• _AIM_
Retype everything in the listing, leaving each line exactly as it is.

• _TASK DATA_

══════

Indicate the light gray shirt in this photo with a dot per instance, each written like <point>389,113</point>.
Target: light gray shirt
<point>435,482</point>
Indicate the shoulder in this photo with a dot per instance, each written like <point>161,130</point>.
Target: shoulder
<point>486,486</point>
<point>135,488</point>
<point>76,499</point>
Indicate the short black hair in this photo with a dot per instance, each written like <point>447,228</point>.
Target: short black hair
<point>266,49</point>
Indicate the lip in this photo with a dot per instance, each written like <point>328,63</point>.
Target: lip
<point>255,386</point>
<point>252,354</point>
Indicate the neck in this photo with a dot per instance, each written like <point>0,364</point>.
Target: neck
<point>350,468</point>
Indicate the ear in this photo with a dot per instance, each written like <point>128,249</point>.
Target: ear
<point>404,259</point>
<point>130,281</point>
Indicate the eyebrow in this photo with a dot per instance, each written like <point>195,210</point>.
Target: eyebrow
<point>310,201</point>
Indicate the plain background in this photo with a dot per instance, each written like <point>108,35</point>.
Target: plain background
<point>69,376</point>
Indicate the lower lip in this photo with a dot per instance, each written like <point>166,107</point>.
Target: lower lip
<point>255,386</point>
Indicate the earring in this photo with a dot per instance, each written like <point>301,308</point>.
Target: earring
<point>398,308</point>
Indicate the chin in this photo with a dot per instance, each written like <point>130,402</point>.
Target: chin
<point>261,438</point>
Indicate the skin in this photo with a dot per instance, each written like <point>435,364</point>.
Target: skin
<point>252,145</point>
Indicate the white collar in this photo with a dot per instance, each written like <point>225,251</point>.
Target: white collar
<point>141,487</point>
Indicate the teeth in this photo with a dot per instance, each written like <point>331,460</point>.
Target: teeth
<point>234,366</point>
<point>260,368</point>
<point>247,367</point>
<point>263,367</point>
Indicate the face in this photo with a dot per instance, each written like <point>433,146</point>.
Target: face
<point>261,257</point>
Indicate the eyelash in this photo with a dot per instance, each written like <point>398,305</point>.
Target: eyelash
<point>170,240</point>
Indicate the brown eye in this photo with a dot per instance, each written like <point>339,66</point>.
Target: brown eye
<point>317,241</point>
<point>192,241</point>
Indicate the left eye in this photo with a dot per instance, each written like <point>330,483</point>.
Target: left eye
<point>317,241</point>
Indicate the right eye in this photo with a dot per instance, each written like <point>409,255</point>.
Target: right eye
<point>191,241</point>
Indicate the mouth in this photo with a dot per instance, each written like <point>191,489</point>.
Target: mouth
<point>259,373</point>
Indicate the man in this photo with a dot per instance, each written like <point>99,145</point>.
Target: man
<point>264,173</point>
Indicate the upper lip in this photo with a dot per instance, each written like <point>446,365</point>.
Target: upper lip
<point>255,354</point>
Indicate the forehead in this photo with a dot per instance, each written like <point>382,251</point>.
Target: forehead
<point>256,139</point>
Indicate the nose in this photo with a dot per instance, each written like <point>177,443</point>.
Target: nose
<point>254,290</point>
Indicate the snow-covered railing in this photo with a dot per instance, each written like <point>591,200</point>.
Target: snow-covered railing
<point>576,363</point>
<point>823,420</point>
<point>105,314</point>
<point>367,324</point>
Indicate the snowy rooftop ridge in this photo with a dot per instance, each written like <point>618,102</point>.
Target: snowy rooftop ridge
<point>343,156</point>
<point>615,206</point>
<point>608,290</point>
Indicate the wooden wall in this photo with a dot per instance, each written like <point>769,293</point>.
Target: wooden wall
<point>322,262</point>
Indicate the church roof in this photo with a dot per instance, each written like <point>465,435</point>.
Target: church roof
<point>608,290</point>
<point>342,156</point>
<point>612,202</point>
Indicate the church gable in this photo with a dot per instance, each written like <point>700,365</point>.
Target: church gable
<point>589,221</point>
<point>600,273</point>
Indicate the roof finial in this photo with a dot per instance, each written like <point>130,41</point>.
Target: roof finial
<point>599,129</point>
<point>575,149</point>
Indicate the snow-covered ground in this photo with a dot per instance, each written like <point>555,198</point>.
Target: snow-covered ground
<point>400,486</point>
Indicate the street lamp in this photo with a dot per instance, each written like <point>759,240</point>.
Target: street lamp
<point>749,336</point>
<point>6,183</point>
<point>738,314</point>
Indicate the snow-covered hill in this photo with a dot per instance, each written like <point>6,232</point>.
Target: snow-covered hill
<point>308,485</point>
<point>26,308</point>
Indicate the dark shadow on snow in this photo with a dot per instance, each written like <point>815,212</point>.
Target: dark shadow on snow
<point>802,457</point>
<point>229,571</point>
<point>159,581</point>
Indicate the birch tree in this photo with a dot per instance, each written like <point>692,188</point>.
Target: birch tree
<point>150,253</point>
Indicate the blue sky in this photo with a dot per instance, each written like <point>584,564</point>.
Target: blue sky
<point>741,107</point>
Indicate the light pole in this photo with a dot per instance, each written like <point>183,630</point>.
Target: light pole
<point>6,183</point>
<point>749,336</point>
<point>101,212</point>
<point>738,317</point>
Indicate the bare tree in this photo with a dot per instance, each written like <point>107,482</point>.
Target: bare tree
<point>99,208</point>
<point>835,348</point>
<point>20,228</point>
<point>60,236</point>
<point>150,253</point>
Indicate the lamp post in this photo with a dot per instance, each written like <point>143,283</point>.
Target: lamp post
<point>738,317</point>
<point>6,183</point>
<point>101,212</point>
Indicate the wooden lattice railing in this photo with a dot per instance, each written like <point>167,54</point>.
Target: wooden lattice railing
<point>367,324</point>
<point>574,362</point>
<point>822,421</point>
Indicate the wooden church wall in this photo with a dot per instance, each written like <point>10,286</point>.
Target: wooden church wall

══════

• _PROBLEM SOLUTION_
Indicate the light gray shirt in this photo with a dot per instance, each written like <point>389,113</point>.
Target: light gray shirt
<point>435,482</point>
Indicate the shoulder in this photo with a dot per instance, each written like <point>161,130</point>.
Target: shoulder
<point>486,486</point>
<point>135,488</point>
<point>76,499</point>
Indicate the short black hair in this photo with a dot per instance, each written like <point>447,228</point>.
Target: short black hair
<point>266,49</point>
Indicate the lip in this photo with a dot per instance, each written like <point>328,63</point>.
Target: lip
<point>255,386</point>
<point>252,354</point>
Indicate the neck in this photo with a dot per instance, each written like <point>0,364</point>.
Target: neck
<point>350,468</point>
Indicate the ear in this photo with a dot per instance, each written like <point>128,249</point>.
Target: ear
<point>404,259</point>
<point>130,281</point>
Indicate the eyebrow in this photo with a dot per instance, each written like <point>195,210</point>.
Target: eyebrow
<point>310,201</point>
Indicate the plain background in this photo with a dot per instance, each written like <point>108,35</point>.
Target: plain background
<point>69,376</point>
Indicate the lower lip in this photo with a dot per instance, each written like <point>166,107</point>.
Target: lower lip
<point>255,386</point>
Indicate the earring in this photo with a dot per instance, each written like <point>301,308</point>.
Target: earring
<point>398,308</point>
Indicate the chin in this photo with a dot per instance, each written like <point>130,402</point>.
Target: chin
<point>261,438</point>
Indicate the skin in this photo with a dot per instance, each written like <point>435,364</point>.
Target: skin
<point>252,145</point>
Indicate the white collar in this photo with a dot per instance, each written like <point>225,251</point>.
Target: white collar
<point>141,487</point>
Indicate the teeth in this photo with a dot per instance, each written like <point>331,460</point>.
Target: teeth
<point>234,366</point>
<point>260,368</point>
<point>247,367</point>
<point>263,367</point>
Indicate the face in this photo with a dot per instance, each written like <point>433,146</point>.
Target: face
<point>261,257</point>
Indicate the eyelash in this photo with a dot per instance, each written like <point>398,305</point>.
Target: eyelash
<point>170,240</point>
Indicate the brown eye in this photo with a dot per instance, each written like <point>339,66</point>.
Target: brown eye
<point>317,241</point>
<point>192,241</point>
Indicate the left eye in this photo with a dot per instance, each written like <point>330,483</point>.
Target: left eye
<point>317,241</point>
Indicate the right eye in this photo with a dot per instance, each written like <point>409,255</point>.
Target: right eye
<point>191,241</point>
Indicate the mouth in this photo with a dot per instance, each written like <point>191,489</point>.
Target: mouth
<point>259,373</point>
Indicate the man in this photo with a dot per instance, each written like <point>99,145</point>.
Target: man
<point>264,173</point>
Indicate the upper lip in this photo with a dot per instance, each written like <point>446,365</point>.
Target: upper lip
<point>255,354</point>
Indicate the forehead in this photo with a dot per instance, each written like <point>382,251</point>.
Target: forehead
<point>256,139</point>
Indicate the nose in this photo with a dot per instance, each written like <point>177,443</point>.
Target: nose
<point>254,290</point>
Indicate the snow-covered railing in this photo with a dot per instance, each written like <point>591,200</point>.
Target: snow-covered railing
<point>576,363</point>
<point>823,420</point>
<point>105,314</point>
<point>367,324</point>
Indicate the snowy rooftop ridge in this photo with a dot per instance, each written like <point>618,102</point>.
Target: snowy rooftop ridge
<point>343,156</point>
<point>615,206</point>
<point>608,290</point>
Indicate the wooden wall in this photo with a dot per instance, each written like <point>769,293</point>.
Target: wooden wall
<point>322,262</point>
Indicate the church roof in this photo with a dot per instance, each written like <point>465,435</point>.
Target: church roof
<point>608,290</point>
<point>342,156</point>
<point>612,202</point>
Indicate the church gable in this photo with a dot per instance, each written like <point>700,365</point>.
Target: church gable
<point>589,221</point>
<point>600,273</point>
Indicate the roof finial in this photo with a dot per instance, each written like <point>130,41</point>.
Target: roof finial
<point>599,129</point>
<point>575,149</point>
Indicate the snow-covered ground in this photo with a dot per instance, each written like <point>555,198</point>.
Target: snow-covered ground
<point>400,486</point>
Indicate the street lamp in this photo with a dot per instance, each written like <point>759,240</point>.
Target: street lamp
<point>749,336</point>
<point>6,183</point>
<point>738,314</point>
Indicate the snow-covered hill in this photo with a dot per instance, each written like <point>6,232</point>.
Target: snow-covered hill
<point>308,485</point>
<point>26,308</point>
Indicate the dark shadow on snow in this photo with a dot per instance, each written like <point>815,212</point>.
Target: dark shadow on snow
<point>802,457</point>
<point>229,571</point>
<point>159,581</point>
Indicate the birch tree in this photo with a dot per instance, each written like <point>692,188</point>.
Target: birch tree
<point>150,253</point>
Indicate the blue sky in this photo with a dot per instance, each written like <point>584,564</point>.
Target: blue sky
<point>741,107</point>
Indicate the light pole in this photo with a dot per instance, each written like <point>183,630</point>.
Target: light pole
<point>6,183</point>
<point>749,336</point>
<point>101,212</point>
<point>738,317</point>
Indicate the bare tree in this photo with a dot per instance, each written like <point>107,482</point>.
Target: bare tree
<point>99,208</point>
<point>835,348</point>
<point>20,228</point>
<point>60,236</point>
<point>150,253</point>
Indicate the lamp post in this photo with a dot per instance, each written like <point>143,283</point>.
Target: lamp post
<point>738,317</point>
<point>6,183</point>
<point>101,212</point>
Indicate the wooden lattice railing in this photo with a dot per instance, each written like <point>167,54</point>.
Target: wooden lattice railing
<point>367,324</point>
<point>574,362</point>
<point>822,421</point>
Indicate the wooden church wall in this photo with a dot per instance, each written like <point>10,286</point>.
Target: wooden church wall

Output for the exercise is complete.